* _Tarefa solicitada_
Você pode apresentar como lista JSON de strings, uma para cada linha e sem as linhas em branco, somente o trecho do material que começa na linha que contém "Where can you see the flower" e termina na linha que contém "Where can you see the building", com as duas incluídas?

───── Trecho dos dados ─────

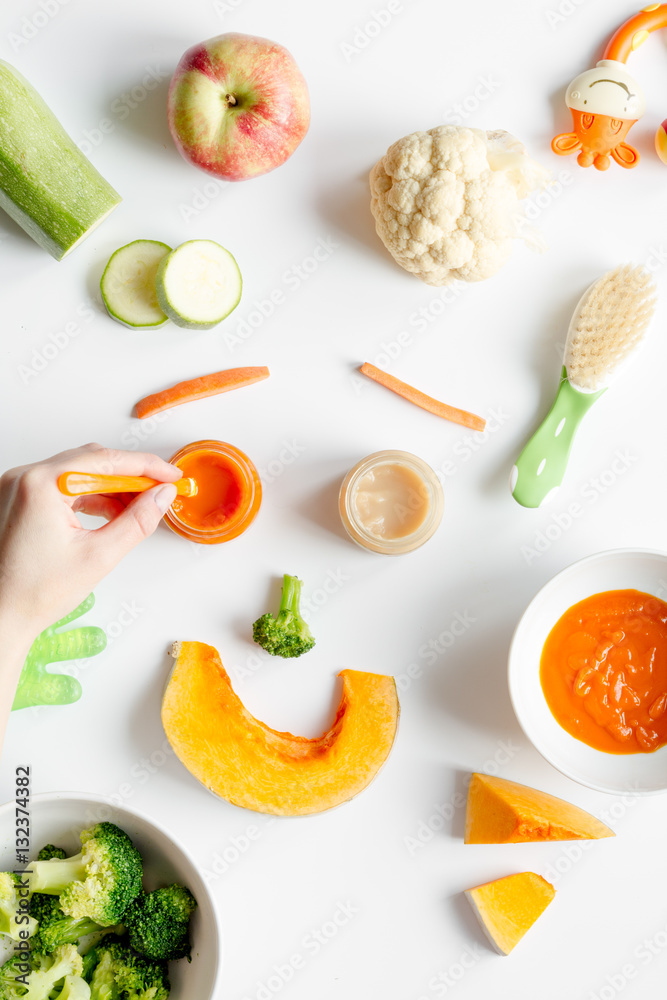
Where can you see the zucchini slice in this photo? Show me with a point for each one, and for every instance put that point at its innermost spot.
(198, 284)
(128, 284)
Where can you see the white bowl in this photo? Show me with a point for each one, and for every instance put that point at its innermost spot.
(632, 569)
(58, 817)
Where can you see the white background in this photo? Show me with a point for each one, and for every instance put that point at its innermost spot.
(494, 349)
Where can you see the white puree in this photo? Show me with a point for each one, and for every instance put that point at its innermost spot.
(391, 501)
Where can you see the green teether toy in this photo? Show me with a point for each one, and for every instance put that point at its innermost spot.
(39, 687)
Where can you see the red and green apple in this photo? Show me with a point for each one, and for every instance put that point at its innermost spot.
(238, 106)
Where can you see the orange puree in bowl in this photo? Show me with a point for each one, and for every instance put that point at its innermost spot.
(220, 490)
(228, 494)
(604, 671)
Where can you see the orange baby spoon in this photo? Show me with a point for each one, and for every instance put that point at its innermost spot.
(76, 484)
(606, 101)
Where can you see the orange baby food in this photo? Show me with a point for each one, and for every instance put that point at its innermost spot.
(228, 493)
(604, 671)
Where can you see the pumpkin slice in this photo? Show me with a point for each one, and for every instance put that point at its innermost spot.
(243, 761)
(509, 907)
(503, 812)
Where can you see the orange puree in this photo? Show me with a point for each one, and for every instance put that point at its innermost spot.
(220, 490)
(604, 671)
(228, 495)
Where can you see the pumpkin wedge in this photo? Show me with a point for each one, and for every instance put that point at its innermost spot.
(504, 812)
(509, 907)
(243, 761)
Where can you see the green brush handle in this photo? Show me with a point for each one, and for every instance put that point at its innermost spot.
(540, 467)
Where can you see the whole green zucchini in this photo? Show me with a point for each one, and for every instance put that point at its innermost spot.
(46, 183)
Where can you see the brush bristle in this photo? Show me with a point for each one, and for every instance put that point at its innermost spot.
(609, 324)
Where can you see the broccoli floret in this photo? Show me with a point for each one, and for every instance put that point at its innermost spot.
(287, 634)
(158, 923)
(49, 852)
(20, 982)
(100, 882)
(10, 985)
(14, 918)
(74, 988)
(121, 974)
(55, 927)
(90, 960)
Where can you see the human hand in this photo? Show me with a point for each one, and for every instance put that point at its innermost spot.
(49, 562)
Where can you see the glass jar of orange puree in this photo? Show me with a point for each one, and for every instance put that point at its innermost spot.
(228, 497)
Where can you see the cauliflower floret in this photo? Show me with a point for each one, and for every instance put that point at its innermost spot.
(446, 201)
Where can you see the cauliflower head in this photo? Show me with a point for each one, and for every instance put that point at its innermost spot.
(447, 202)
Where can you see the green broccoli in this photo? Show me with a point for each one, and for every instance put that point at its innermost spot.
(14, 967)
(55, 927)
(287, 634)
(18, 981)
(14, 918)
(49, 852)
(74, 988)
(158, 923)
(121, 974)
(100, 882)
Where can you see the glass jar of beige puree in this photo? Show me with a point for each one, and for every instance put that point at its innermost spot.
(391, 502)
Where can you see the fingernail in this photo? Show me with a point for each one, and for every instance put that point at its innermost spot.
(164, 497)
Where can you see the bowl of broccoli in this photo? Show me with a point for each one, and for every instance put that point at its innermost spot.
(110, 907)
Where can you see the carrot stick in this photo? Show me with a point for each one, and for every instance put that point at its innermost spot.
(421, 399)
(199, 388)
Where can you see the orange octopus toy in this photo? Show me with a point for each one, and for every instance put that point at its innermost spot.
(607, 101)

─────
───── Trecho dos dados ─────

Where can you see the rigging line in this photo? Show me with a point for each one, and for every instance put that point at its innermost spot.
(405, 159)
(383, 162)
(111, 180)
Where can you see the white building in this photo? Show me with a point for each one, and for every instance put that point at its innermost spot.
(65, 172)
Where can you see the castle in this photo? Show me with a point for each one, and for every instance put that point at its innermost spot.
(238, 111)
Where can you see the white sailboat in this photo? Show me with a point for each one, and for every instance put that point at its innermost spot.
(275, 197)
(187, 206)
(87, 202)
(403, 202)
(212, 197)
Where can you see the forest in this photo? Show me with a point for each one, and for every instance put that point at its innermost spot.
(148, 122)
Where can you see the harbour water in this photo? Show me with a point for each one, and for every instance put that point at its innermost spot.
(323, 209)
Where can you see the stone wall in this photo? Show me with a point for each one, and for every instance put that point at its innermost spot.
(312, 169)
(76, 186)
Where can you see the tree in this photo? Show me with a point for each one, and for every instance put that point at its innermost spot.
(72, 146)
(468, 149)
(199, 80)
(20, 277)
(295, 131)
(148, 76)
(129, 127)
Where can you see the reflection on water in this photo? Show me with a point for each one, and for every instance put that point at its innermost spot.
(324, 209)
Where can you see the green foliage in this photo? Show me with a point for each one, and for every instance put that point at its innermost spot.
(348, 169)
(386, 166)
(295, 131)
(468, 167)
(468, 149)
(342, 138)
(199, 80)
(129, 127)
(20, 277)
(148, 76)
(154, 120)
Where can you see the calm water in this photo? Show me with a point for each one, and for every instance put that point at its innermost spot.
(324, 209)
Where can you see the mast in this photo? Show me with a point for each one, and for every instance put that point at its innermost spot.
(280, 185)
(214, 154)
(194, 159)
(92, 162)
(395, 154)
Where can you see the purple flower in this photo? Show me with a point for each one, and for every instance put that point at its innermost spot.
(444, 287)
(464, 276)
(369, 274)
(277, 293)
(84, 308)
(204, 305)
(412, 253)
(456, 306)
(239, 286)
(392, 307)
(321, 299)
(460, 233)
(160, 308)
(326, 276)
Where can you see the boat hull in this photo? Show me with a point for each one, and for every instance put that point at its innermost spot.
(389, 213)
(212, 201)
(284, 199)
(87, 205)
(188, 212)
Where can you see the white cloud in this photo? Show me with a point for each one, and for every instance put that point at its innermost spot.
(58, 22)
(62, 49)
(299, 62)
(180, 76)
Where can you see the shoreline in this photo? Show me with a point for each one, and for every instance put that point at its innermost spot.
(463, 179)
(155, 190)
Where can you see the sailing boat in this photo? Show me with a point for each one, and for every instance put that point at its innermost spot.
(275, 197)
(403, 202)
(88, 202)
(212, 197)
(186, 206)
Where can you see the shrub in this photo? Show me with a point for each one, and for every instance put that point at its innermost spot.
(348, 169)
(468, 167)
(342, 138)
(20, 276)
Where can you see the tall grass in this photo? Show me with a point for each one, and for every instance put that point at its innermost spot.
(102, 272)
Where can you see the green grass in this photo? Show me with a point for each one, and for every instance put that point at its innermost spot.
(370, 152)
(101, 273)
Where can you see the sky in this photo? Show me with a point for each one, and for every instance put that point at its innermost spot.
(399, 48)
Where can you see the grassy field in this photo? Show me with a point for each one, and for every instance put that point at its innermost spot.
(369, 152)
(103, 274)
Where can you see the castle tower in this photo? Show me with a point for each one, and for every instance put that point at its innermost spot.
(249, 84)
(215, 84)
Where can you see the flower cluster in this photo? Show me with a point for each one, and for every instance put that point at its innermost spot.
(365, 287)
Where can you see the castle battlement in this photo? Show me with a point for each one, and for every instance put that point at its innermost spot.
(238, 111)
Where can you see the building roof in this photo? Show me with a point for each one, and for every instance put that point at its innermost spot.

─────

* _Resultado abaixo_
[
  "Where can you see the flower cluster in this photo? Show me with a point for each one, and for every instance put that point at its innermost spot.",
  "(365, 287)",
  "Where can you see the castle battlement in this photo? Show me with a point for each one, and for every instance put that point at its innermost spot.",
  "(238, 111)",
  "Where can you see the building roof in this photo? Show me with a point for each one, and for every instance put that point at its innermost spot."
]